**EXCERPT PROVIDED:**
- - - -
Preparing your data for machine learning

Last updated on 2022-08-31 | Edit this page

Overview

Questions

How do I check for missing data?
How can I scale the data?

Objectives

Know how to check for missing data
Be able to scale your data using scikitlearn’s scalers

Missing data

We splitted our data into train and test, but did not make any other modifications. To make our data fit for machine learning, we need to:

Handle missing, corrupt or incorrect data
Do feature normalization

Let’s start by looking how much missing data we have:

PYTHON

import pandas as pd
weather_train = pd.read_csv('data/weather_train.csv')
weather_train.isna().sum().sum()

OUTPUT

We have no missing values so we can continue.

It could also be that we have corrupt data, leading e.g. to outliers in the data set. The pair plot in the previous episode could have hinted to this. For this dataset, we don’t need to do anything about outliers.
- - - -
**RAW DATA:**
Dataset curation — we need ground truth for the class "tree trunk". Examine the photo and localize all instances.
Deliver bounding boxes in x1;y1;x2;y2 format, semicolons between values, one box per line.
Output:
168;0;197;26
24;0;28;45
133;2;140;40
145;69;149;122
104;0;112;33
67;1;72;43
- - - -
**WORK TO DO:**
A - In the tutorial on preparing data for machine learning, shorten the paragraph beginning "It could also be that we have corrupt data" while keeping its main facts.
B - Answer these questions from the tutorial on preparing data for machine learning, one line each:
(i) Whose scalers does the tutorial say you should be able to use?
(ii) Which file does the code load with pd.read_csv?
(iii) What could have hinted at corrupt data in the dataset?

**WORKED SOLUTIONS:**
A - Corrupt data can produce outliers, which the pair plot from the previous episode might have suggested. This dataset needs no outlier handling.

B -
(i) Scikitlearn's scalers.
(ii) 'data/weather_train.csv'.
(iii) The pair plot in the previous episode.